*THE TASK*.
Every record must be written out once more, with nothing added or omitted.

*RECORDS SHOWN*.
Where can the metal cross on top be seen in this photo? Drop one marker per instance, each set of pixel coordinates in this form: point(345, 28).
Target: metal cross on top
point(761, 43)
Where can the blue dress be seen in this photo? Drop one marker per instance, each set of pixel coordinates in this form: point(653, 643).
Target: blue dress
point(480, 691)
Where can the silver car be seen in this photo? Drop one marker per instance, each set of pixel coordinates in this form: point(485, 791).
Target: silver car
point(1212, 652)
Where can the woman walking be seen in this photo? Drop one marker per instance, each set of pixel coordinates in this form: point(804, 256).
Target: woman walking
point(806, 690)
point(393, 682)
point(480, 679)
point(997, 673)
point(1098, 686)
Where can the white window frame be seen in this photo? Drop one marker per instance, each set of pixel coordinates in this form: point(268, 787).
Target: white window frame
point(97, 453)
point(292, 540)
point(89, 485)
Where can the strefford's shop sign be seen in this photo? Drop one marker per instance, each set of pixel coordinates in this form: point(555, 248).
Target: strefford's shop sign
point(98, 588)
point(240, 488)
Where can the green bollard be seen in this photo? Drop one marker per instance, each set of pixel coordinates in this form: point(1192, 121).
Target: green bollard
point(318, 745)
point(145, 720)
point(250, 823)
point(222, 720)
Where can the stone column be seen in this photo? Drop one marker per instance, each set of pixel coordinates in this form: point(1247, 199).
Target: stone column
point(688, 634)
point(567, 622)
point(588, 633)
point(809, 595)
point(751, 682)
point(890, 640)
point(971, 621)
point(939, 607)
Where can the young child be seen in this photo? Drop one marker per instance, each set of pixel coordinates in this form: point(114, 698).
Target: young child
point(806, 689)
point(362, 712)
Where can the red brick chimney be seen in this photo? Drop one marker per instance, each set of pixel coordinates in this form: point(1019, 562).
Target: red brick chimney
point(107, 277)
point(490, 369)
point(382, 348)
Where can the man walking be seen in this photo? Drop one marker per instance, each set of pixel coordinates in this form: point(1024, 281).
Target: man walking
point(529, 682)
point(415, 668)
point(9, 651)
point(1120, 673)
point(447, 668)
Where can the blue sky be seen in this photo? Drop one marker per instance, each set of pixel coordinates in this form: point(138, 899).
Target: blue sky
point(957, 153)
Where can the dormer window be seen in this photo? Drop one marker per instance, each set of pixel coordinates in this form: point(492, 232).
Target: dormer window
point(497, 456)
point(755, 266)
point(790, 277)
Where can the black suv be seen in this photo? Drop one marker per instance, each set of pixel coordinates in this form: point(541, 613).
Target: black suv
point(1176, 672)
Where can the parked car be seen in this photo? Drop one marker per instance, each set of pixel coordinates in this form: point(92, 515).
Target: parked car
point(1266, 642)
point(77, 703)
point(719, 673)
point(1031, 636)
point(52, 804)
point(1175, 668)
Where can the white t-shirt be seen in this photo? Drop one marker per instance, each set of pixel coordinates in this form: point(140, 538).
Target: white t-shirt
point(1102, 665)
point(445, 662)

*WRITTEN SOLUTION*.
Where can the metal cross on top be seen in this photo? Drop one marker per instance, each set of pixel coordinates in this form: point(345, 28).
Target: metal cross on top
point(761, 43)
Where can the blue dress be seen in this photo? Drop one marker per instance, each set of pixel coordinates in this form: point(653, 643).
Target: blue dress
point(480, 691)
Where can the silver car be seen in this photo? Drop one marker per instance, each set of pixel coordinates in this form: point(485, 791).
Target: silver car
point(1212, 652)
Where can the woman walking be seen in this photo? Drop one marker per instance, each set of pixel coordinates in this form: point(804, 256).
Target: woman walking
point(806, 690)
point(393, 682)
point(480, 679)
point(997, 673)
point(1098, 686)
Where can the white window frame be seen in this photo? Drop one marker per instance, each set of pixel coordinates in this form: point(268, 787).
Target: white window frame
point(97, 453)
point(292, 540)
point(89, 485)
Where can the strefford's shop sign be seen in this photo? Drop one marker per instance, each set of pixel coordinates in this form: point(555, 248).
Target: strefford's shop sign
point(98, 588)
point(240, 488)
Where can the green bollard be seen in this photo? Drop one marker per instance, each set of pixel coordinates in this form: point(1192, 121).
Target: green bollard
point(318, 745)
point(145, 720)
point(250, 823)
point(222, 720)
Where can the stone column be seen in this photo? Drop one marker per instance, each set of pixel coordinates in this form: point(1247, 199).
Target: stone column
point(688, 634)
point(567, 622)
point(588, 633)
point(809, 595)
point(751, 682)
point(890, 640)
point(971, 621)
point(939, 607)
Where can the young child be seen in this photo? Drop one marker per instance, each set of pixel coordinates in this form: point(114, 698).
Target: young child
point(806, 689)
point(362, 712)
Where can the red brick chimney be seen in this photo? Drop one marker per instance, each set of pixel coordinates in this form: point(1019, 562).
Target: red brick chimney
point(107, 277)
point(490, 369)
point(382, 348)
Where can the man walking be seen in this photo? Drop one marker per instance, each set of pixel coordinates in this form: point(1024, 281).
Target: man walking
point(529, 682)
point(415, 668)
point(9, 651)
point(1120, 673)
point(447, 668)
Where can the blue sky be seen in this photo? Drop one marker per instance, each set of pixel coordinates in this form: point(138, 899).
Target: blue sky
point(957, 153)
Where can the dormer window be seen in this photo? Drop one marker per instance, each set of pixel coordinates in this form: point(492, 232).
Target: dormer window
point(497, 456)
point(755, 266)
point(790, 277)
Where can the black suv be seen in this photo? Drop one marker per instance, each set of pixel coordinates in this form: point(541, 613).
Target: black suv
point(1176, 672)
Where can the parked car be seen in this photo? Drop one marker per instance, each set of pixel coordinates in this form: point(92, 515).
Target: parked car
point(1266, 642)
point(77, 703)
point(719, 673)
point(1031, 636)
point(52, 804)
point(1175, 668)
Where can the white t-shirt be seen in this photo? Drop one marker per instance, each set of pixel coordinates in this form: point(140, 538).
Target: white t-shirt
point(1102, 665)
point(445, 662)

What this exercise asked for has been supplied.